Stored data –
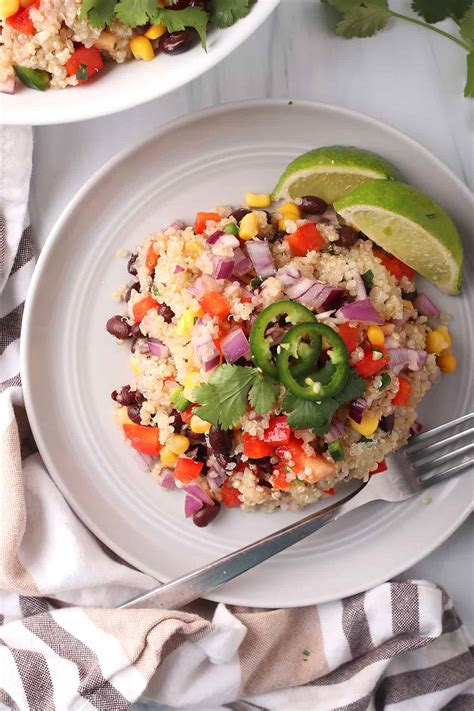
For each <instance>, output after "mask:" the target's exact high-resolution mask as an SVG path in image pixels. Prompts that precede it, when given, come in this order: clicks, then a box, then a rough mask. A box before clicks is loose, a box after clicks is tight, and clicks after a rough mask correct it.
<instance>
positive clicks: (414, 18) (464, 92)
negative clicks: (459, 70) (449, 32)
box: [323, 0, 474, 97]
mask: <svg viewBox="0 0 474 711" xmlns="http://www.w3.org/2000/svg"><path fill="white" fill-rule="evenodd" d="M323 1H324V2H327V3H328V4H329V5H332V7H334V8H335V9H336V10H337V11H338V12H339V14H340V19H339V22H338V24H337V27H336V33H337V34H338V35H339V36H341V37H346V38H347V39H351V38H352V37H372V36H373V35H374V34H375V33H376V32H379V31H380V30H383V29H384V28H385V27H386V26H387V25H388V23H389V21H390V20H392V19H397V20H404V21H405V22H410V23H412V24H415V25H418V26H421V27H424V28H425V29H428V30H431V31H432V32H436V33H437V34H439V35H442V36H443V37H446V38H447V39H450V40H451V41H452V42H455V43H456V44H457V45H459V46H460V47H462V48H463V49H464V50H465V51H466V52H468V54H467V81H466V85H465V87H464V96H467V97H474V4H473V3H472V0H413V1H412V4H411V7H412V10H413V11H414V12H415V13H417V14H418V15H420V16H421V17H422V18H423V19H419V18H418V17H415V16H411V15H404V14H401V13H399V12H394V11H393V10H391V9H390V6H389V3H388V0H323ZM446 19H452V20H454V22H455V23H456V25H457V26H458V28H459V34H460V37H458V36H456V35H454V34H451V33H449V32H446V31H445V30H442V29H441V28H439V27H435V26H434V25H435V24H436V23H437V22H441V21H442V20H446Z"/></svg>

What is expected – Turn the data above into a numbered list with one line per item. Skip blank lines and leave out the pictures.

Result of the exercise –
1. For each <instance>, output after "mask:" the target's exact high-resolution mask as an SVG path in image pixels. Prompts that precede it, when given, come in this order: clicks, then a box, then a rough mask. A box before clicks is loose, a box after clicks is tight, and clicks after a rough mask correct it.
2. <instance>
3. positive clicks: (414, 18) (464, 92)
4. negative clicks: (459, 70) (449, 32)
5. box: [323, 0, 474, 97]
6. mask: <svg viewBox="0 0 474 711" xmlns="http://www.w3.org/2000/svg"><path fill="white" fill-rule="evenodd" d="M323 1H324V2H327V3H328V4H329V5H332V7H334V8H335V9H336V10H337V11H338V12H339V14H340V19H339V22H338V24H337V27H336V33H337V34H338V35H339V36H341V37H346V38H347V39H351V38H352V37H372V36H373V35H374V34H375V33H376V32H379V31H380V30H383V29H384V28H385V27H386V26H387V25H388V23H389V21H390V20H392V19H397V20H404V21H405V22H410V23H412V24H415V25H418V26H421V27H424V28H425V29H428V30H431V31H432V32H436V33H437V34H439V35H442V36H443V37H446V38H447V39H450V40H451V41H452V42H455V43H456V44H457V45H459V46H460V47H462V48H463V49H464V50H465V51H466V52H468V54H467V81H466V85H465V87H464V96H467V97H474V4H473V3H472V0H413V1H412V4H411V7H412V10H413V11H414V12H415V13H417V14H418V15H420V16H421V17H422V18H423V19H419V18H418V17H415V16H411V15H404V14H401V13H399V12H394V11H393V10H391V9H390V6H389V3H388V0H323ZM446 19H452V20H454V22H455V23H456V25H457V26H458V28H459V34H460V37H458V36H456V35H454V34H451V33H449V32H446V31H445V30H442V29H441V28H439V27H435V26H434V25H435V24H436V23H437V22H441V21H442V20H446Z"/></svg>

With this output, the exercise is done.